Excerpt provided:
Posted on

I have been using dask for speeding up some larger scale analyses. Dask is a really great tool for inplace replacement for parallelizing some pyData-powered analyses, such as numpy, pandas and even scikit-learn.

However, I recently found an interesting case where using same syntax in dask.dataframe for pandas.dataframe does not acheive what I want. So in this post, I will document how to overcome it for my future self.

As usual, lets import all the useful libraries:

import pandas as pd
import dask.dataframe as dd

I will use the famous titanic dataset as an example to show that how dask can act weirdly under groupby + apply operations.

titanic = pd.read_csv('http://web.stanford.edu/class/archive/cs/cs109/cs109.1166/stuff/titanic.csv')
titanic.head()

[Labeled contour entries]
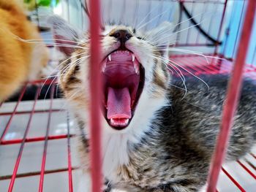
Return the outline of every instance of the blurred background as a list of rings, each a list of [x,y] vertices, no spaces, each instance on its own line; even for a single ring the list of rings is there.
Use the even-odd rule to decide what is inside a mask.
[[[28,14],[42,30],[48,28],[46,18],[52,14],[81,30],[88,29],[89,2],[85,0],[24,1],[30,10]],[[102,20],[105,25],[121,23],[141,30],[169,21],[176,25],[176,47],[232,59],[236,57],[246,3],[246,0],[102,0]],[[42,34],[45,39],[50,36],[50,32]],[[255,23],[247,64],[256,65],[255,53]],[[175,53],[181,53],[184,54]]]

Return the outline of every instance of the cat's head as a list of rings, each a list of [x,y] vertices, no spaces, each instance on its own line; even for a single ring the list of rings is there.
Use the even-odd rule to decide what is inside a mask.
[[[90,102],[89,32],[80,33],[59,18],[53,17],[50,22],[56,42],[67,58],[61,64],[60,85],[77,115],[86,121]],[[166,48],[172,32],[169,23],[146,33],[124,26],[108,26],[102,31],[105,129],[118,133],[139,131],[167,104],[170,74]]]

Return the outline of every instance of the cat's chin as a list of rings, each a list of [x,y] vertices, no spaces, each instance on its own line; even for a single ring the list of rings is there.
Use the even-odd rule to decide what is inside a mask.
[[[145,70],[129,50],[113,51],[102,61],[103,114],[116,131],[129,126],[145,81]]]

Stated goal 1: Rewrite the passage of the dask post starting at "However, I recently" and ending at "groupby + apply operations.", swapping "pandas.dataframe" for "pandas.DataFrame".
Stated goal 2: In the dask post, which dataset serves as the example for showing odd behavior under groupby and apply operations?

Written reply 1:
However, I recently found an interesting case where using same syntax in dask.dataframe for pandas.DataFrame does not acheive what I want. So in this post, I will document how to overcome it for my future self.

As usual, lets import all the useful libraries:

import pandas as pd
import dask.dataframe as dd

I will use the famous titanic dataset as an example to show that how dask can act weirdly under groupby + apply operations.

Written reply 2: The famous titanic dataset.